* [Problem requirements]
Would you give the listing again exactly as written, minus its pictures?

* [Data listing]

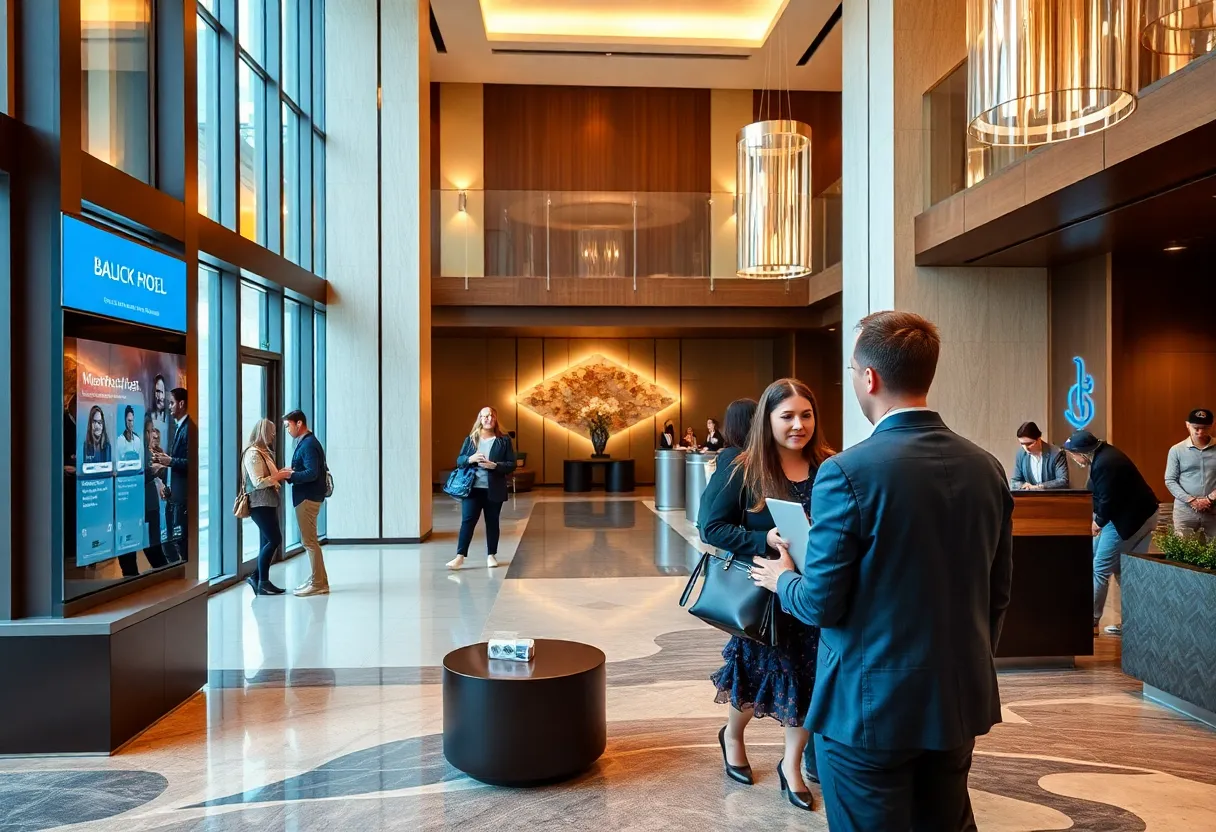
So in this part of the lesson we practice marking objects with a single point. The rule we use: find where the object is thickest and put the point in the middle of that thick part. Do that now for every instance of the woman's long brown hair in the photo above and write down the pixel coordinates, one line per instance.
(760, 461)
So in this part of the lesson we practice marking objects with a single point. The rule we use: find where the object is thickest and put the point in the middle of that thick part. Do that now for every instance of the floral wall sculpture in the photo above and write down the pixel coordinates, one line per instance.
(564, 397)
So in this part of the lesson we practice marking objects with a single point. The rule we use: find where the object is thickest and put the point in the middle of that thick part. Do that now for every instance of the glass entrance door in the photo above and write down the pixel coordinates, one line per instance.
(259, 386)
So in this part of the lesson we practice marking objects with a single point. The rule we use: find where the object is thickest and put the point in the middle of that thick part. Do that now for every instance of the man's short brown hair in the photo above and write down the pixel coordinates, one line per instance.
(901, 347)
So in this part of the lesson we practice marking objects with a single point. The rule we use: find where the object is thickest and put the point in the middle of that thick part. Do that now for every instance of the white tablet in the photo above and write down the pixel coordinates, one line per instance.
(793, 526)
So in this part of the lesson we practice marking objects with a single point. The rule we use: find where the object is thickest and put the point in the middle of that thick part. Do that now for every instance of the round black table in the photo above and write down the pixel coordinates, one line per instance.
(525, 724)
(576, 474)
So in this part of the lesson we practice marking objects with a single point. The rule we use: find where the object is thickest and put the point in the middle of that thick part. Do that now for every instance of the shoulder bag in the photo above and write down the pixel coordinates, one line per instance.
(731, 601)
(241, 506)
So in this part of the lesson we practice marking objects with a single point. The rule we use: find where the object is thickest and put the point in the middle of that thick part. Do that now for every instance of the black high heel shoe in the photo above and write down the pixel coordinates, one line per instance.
(804, 800)
(739, 774)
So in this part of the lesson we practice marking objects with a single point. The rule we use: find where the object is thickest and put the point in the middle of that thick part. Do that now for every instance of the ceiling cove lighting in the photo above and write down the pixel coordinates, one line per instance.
(1180, 27)
(773, 202)
(1046, 71)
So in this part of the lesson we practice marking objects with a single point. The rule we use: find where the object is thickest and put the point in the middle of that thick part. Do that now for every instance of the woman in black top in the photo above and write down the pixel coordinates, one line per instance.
(487, 450)
(783, 453)
(668, 438)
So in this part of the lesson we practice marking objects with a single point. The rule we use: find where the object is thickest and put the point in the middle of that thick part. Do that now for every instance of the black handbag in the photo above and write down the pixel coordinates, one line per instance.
(731, 601)
(460, 483)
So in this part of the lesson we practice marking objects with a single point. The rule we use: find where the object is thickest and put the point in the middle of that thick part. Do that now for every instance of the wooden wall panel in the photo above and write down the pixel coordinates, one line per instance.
(1163, 353)
(643, 436)
(821, 111)
(596, 139)
(529, 427)
(557, 439)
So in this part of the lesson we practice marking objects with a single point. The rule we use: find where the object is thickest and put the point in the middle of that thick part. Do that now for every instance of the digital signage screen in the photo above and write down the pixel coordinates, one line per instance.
(107, 274)
(125, 462)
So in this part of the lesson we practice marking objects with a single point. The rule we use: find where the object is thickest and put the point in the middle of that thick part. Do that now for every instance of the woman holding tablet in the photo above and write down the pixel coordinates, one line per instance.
(784, 450)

* [Exercise answer]
So in this part of the lesson we practice marking objects with a single point. The rule we use: find where the object is thickest and put the point in the middle of that thick part. Do that now for every instance of the woman's long brown hair in the photo above and write down the pixel coordinates, one line per instance.
(760, 461)
So in this part of the lesson we practice marking objects with a single point. The rule we use: find where the object is thickest and put the point in the middle of that thick part. Do that now for every instance of the floral wall sculpture in the photo above and write down the pixel coordinates, one line per instance.
(564, 397)
So in this part of the lesson we practice marking objects with a single point. The rule we use: find where the object is thickest and put the point in the middle of that thick part. Do that now for every instance of the glass entrance door in the photo above and write down the pixel coordinates, one line per instance.
(259, 386)
So in this part of the lesson we practice marking objects with a single point. The rule we use: find where the object is thickest and put the point in the middle of that thick part. Do that now for every instance of the man's short brown hair in the photo above and write down the pixel coordinates, one line per instance.
(901, 347)
So in this part of the lesson we practice marking objects with a single point. The rule we use: find where the object is thickest and put the point in the middle of that thick part. Do that now for every instance of the white tablet in the photo above and write down the pixel coordinates, one line per instance.
(793, 526)
So in this part of the lesson we practice marking objects with a single point. The rule we use: find where the object is thickest and put the point in the middle of that thick part. Do that now for every instance of the round black table in the photo above and write down the pixel coordinates, one line per instance.
(525, 724)
(576, 474)
So in this part of the lesson we practice marking objects with a single point. The rule we use: find where the object is thickest and put the point in the middle of that thick part. Do that now for every instance of the shoulder bag in the photo above and write down the pixel coordinates, one line per instance.
(731, 601)
(241, 506)
So in this part of the lesson we practice marking objects with a single point. The rule we use: find where the object is thickest and put the point in the middle of that thick part. Do that now for every instance of the black high heel shoe in the photo above and write down the pixel coordinates, one line per instance.
(804, 800)
(739, 774)
So in this part of the lesson we practice marking objects with a single point. The rule we use: find where the object is thickest and put the point in the middle of that thick part. Do that now for every instance of the ceiling cove lighting in the photo above and write down the pixel coordinates, one line per instance.
(1180, 27)
(773, 202)
(1046, 71)
So in this part of the lesson we practice marking objects with a single point. The rule we use: find where the object is thickest and put the point in the middle of that thick part. Do that now for every instance of the woman in black top in the photo above and write down the pixel coordinates, one line per instance.
(487, 450)
(783, 453)
(668, 438)
So in this part of the lesson we practice marking objects with a single point. The rule we use: find where the object is thickest and put the point in the middle of that thick part. Do that now for every instance of the black handbag in the photo above and write down the pixel coordinates, one line per instance.
(731, 601)
(460, 483)
So in this part of the lesson we practice marking objects with a single point. The rule we use: find where the object is thickest and put the point in the middle of that thick part. Do that now for every instance of the wooden wall panel in the photo above and write down the pixel coordinates, one line per instance.
(1163, 353)
(643, 436)
(821, 111)
(596, 139)
(529, 427)
(557, 439)
So in this part of the lesson we practice marking objects with a single point. The rule we use: find where the object is thickest and put the point in the middle of that thick part. Do that now for every instance of the digital signage screen in the photo above and write down the pixel coordinates, one line per instance.
(107, 274)
(125, 462)
So in this part of the lesson we practice marking objects with a single point. The rule we use: find where the object is thickest and put the point in the middle of that thick part. Do that now for every instance of the woman holding tablet in the photo above and write down the pixel coordinates, one line per instance.
(784, 450)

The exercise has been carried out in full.